__WHAT YOU HAVE TO DO__
Reproduce every one of the items below word for word, omitting the pictures.

>>>>>

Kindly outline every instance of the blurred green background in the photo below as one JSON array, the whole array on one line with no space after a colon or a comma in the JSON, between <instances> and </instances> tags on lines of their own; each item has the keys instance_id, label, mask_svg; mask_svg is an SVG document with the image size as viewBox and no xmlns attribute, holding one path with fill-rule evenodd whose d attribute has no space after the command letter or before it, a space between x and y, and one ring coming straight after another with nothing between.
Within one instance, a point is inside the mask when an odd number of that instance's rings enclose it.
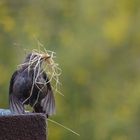
<instances>
[{"instance_id":1,"label":"blurred green background","mask_svg":"<svg viewBox=\"0 0 140 140\"><path fill-rule=\"evenodd\" d=\"M49 140L140 140L140 0L0 0L0 107L24 49L57 52L62 97Z\"/></svg>"}]
</instances>

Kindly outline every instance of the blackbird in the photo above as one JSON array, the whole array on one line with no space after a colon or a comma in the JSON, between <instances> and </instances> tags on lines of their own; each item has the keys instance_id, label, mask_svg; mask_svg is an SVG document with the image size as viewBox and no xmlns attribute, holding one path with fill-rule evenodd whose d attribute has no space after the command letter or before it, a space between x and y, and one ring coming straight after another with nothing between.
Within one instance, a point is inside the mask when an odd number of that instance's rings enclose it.
<instances>
[{"instance_id":1,"label":"blackbird","mask_svg":"<svg viewBox=\"0 0 140 140\"><path fill-rule=\"evenodd\" d=\"M38 58L40 61L37 61ZM9 105L13 114L25 114L24 105L30 105L33 112L45 113L47 117L55 113L52 87L47 73L41 68L42 62L47 59L46 56L30 53L13 73L9 86Z\"/></svg>"}]
</instances>

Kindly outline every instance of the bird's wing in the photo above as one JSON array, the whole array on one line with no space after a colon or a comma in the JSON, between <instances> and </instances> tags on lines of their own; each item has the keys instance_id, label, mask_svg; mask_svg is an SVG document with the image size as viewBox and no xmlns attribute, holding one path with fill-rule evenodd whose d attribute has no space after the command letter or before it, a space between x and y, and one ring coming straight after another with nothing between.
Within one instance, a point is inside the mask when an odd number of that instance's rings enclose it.
<instances>
[{"instance_id":1,"label":"bird's wing","mask_svg":"<svg viewBox=\"0 0 140 140\"><path fill-rule=\"evenodd\" d=\"M24 106L20 100L14 95L13 93L13 85L15 82L15 78L17 76L18 71L15 71L12 75L11 81L10 81L10 87L9 87L9 106L10 111L13 114L23 114L24 113Z\"/></svg>"},{"instance_id":2,"label":"bird's wing","mask_svg":"<svg viewBox=\"0 0 140 140\"><path fill-rule=\"evenodd\" d=\"M13 114L24 114L24 105L16 96L10 94L10 111Z\"/></svg>"},{"instance_id":3,"label":"bird's wing","mask_svg":"<svg viewBox=\"0 0 140 140\"><path fill-rule=\"evenodd\" d=\"M55 99L51 89L48 89L45 98L42 99L41 106L47 115L55 114Z\"/></svg>"},{"instance_id":4,"label":"bird's wing","mask_svg":"<svg viewBox=\"0 0 140 140\"><path fill-rule=\"evenodd\" d=\"M44 79L46 80L47 82L47 91L46 91L46 96L45 98L43 98L41 100L41 106L43 108L43 111L51 116L53 114L55 114L55 98L54 98L54 94L53 94L53 91L52 91L52 88L51 88L51 84L47 78L47 75L46 73L43 73L43 77Z\"/></svg>"}]
</instances>

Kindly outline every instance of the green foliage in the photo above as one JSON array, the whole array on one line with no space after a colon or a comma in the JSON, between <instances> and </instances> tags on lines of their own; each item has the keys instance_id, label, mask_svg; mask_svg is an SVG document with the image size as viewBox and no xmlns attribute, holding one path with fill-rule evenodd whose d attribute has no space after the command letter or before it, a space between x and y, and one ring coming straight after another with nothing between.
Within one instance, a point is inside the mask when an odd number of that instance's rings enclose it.
<instances>
[{"instance_id":1,"label":"green foliage","mask_svg":"<svg viewBox=\"0 0 140 140\"><path fill-rule=\"evenodd\" d=\"M0 107L12 72L37 38L62 68L49 140L140 139L139 0L1 0Z\"/></svg>"}]
</instances>

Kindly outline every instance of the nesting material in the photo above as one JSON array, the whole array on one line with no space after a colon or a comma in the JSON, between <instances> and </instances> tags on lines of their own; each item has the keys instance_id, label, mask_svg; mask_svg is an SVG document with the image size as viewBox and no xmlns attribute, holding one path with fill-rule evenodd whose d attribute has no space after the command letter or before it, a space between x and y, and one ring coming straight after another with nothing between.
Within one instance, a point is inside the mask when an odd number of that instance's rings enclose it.
<instances>
[{"instance_id":1,"label":"nesting material","mask_svg":"<svg viewBox=\"0 0 140 140\"><path fill-rule=\"evenodd\" d=\"M46 50L44 48L43 48L43 51L40 49L32 50L29 62L24 62L24 63L18 65L18 67L27 66L28 71L30 71L31 67L34 65L34 74L33 74L34 77L33 77L33 84L32 84L32 88L31 88L31 92L30 92L29 97L23 101L23 104L31 97L34 86L38 87L38 84L45 86L48 82L50 82L53 91L63 95L58 90L58 86L60 85L59 76L61 75L61 69L59 68L59 64L54 61L54 59L56 57L55 54L56 54L55 52ZM41 83L37 79L39 79L38 77L44 71L47 73L49 80L46 80L46 82L43 81ZM41 91L42 89L39 88L39 90ZM38 101L39 95L40 94L38 94L35 104Z\"/></svg>"}]
</instances>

<<<<<

__OUTPUT OF THE TASK__
Kindly outline every instance of the blurred green background in the photo below as one JSON array, the whole array on one line with no space after a colon or a comma in the JSON, between <instances> and </instances> tags on lines of their own; each item has the keys instance_id, label, mask_svg; mask_svg is an SVG document with the image size as viewBox and no xmlns attribute, holding one path with fill-rule evenodd whose d attribute has no space after the command letter or before it, a space between x and y, and one ring coming straight after another with nothing between.
Within one instance, a point is inside the mask when an odd number of that instance's rings enclose it.
<instances>
[{"instance_id":1,"label":"blurred green background","mask_svg":"<svg viewBox=\"0 0 140 140\"><path fill-rule=\"evenodd\" d=\"M49 140L140 140L140 0L0 0L0 107L24 49L57 52L62 97Z\"/></svg>"}]
</instances>

Kindly outline every instance of the blackbird in the photo above as one JSON array, the whole array on one line with no space after a colon or a comma in the JSON, between <instances> and </instances> tags on lines of their own; each item has the keys instance_id, label, mask_svg; mask_svg is an SVG document with the image size as viewBox and no xmlns attribute, holding one path with fill-rule evenodd whose d attribute has no space after the command letter or before it, a space between x and y, and one ring coming straight after another with nothing between.
Within one instance, a point is inside the mask when an odd number of that instance's rings enclose it.
<instances>
[{"instance_id":1,"label":"blackbird","mask_svg":"<svg viewBox=\"0 0 140 140\"><path fill-rule=\"evenodd\" d=\"M38 58L40 61L37 61ZM9 105L13 114L25 114L24 105L30 105L33 112L45 113L47 117L55 113L52 87L47 73L41 68L42 62L47 59L46 56L30 53L13 73L9 86Z\"/></svg>"}]
</instances>

Kindly outline every instance of the bird's wing in the photo above as one JSON array, the whole array on one line with no space after a colon or a comma in the JSON, between <instances> and </instances> tags on lines of their own; each item has the keys instance_id, label, mask_svg; mask_svg is an SVG document with the image size as viewBox and no xmlns attribute, holding one path with fill-rule evenodd whose d attribute has no space after the command letter or before it, a space between x and y, and one ring coming straight after another with nothing between.
Within one instance, a point is inside the mask when an odd number of that instance's rings enclose it.
<instances>
[{"instance_id":1,"label":"bird's wing","mask_svg":"<svg viewBox=\"0 0 140 140\"><path fill-rule=\"evenodd\" d=\"M24 106L20 100L14 95L13 93L13 85L15 82L15 78L17 76L18 71L15 71L12 75L11 81L10 81L10 87L9 87L9 106L10 111L13 114L23 114L24 113Z\"/></svg>"},{"instance_id":2,"label":"bird's wing","mask_svg":"<svg viewBox=\"0 0 140 140\"><path fill-rule=\"evenodd\" d=\"M13 114L24 114L24 105L16 96L10 94L10 111Z\"/></svg>"},{"instance_id":3,"label":"bird's wing","mask_svg":"<svg viewBox=\"0 0 140 140\"><path fill-rule=\"evenodd\" d=\"M55 99L51 89L48 89L45 98L42 99L41 106L47 115L55 114Z\"/></svg>"},{"instance_id":4,"label":"bird's wing","mask_svg":"<svg viewBox=\"0 0 140 140\"><path fill-rule=\"evenodd\" d=\"M44 79L46 80L47 82L47 91L46 91L46 96L45 98L43 98L41 100L41 106L43 108L43 111L51 116L53 114L55 114L55 98L54 98L54 94L53 94L53 91L52 91L52 88L51 88L51 84L47 78L47 75L46 73L43 73L43 77Z\"/></svg>"}]
</instances>

Kindly outline every instance of the green foliage in the photo above as one JSON array, the whole array on one line with no space after a colon or a comma in the JSON, between <instances> and </instances> tags on lines of their own; each item has the keys instance_id, label, mask_svg; mask_svg is an SVG document with the image size as viewBox and no xmlns attribute, holding one path with fill-rule evenodd whose d attribute has no space after the command letter or before it, a space between x and y, and one ring coming straight after another with nothing between.
Within one instance, a point is inside the mask when an odd number of that instance's rings enclose it.
<instances>
[{"instance_id":1,"label":"green foliage","mask_svg":"<svg viewBox=\"0 0 140 140\"><path fill-rule=\"evenodd\" d=\"M0 107L12 72L37 38L62 68L49 140L140 139L139 0L1 0Z\"/></svg>"}]
</instances>

Kindly outline every instance of the nesting material in the photo above as one JSON array, the whole array on one line with no space after a colon or a comma in the JSON, between <instances> and </instances> tags on lines of their own; each item has the keys instance_id, label, mask_svg; mask_svg is an SVG document with the image size as viewBox and no xmlns attribute, holding one path with fill-rule evenodd whose d attribute has no space after the command letter or before it, a space between x and y, and one ring coming straight after another with nothing between.
Within one instance, a point is inside the mask when an odd number of that instance's rings enclose it.
<instances>
[{"instance_id":1,"label":"nesting material","mask_svg":"<svg viewBox=\"0 0 140 140\"><path fill-rule=\"evenodd\" d=\"M46 50L44 48L43 48L43 51L40 49L32 50L29 62L24 62L24 63L18 65L18 67L27 66L28 71L30 71L31 67L34 65L34 74L33 74L34 77L33 77L33 84L32 84L32 88L31 88L31 92L30 92L29 97L23 101L23 104L31 97L34 86L38 87L38 84L45 86L48 82L50 82L53 91L63 95L58 90L58 86L60 85L59 76L61 75L61 69L59 68L59 64L54 61L54 59L56 57L55 54L56 54L55 52ZM41 83L37 79L39 79L38 77L44 71L47 73L49 80L46 80L46 82L43 81ZM41 91L42 89L39 88L39 90ZM38 101L39 95L40 94L38 94L35 104Z\"/></svg>"}]
</instances>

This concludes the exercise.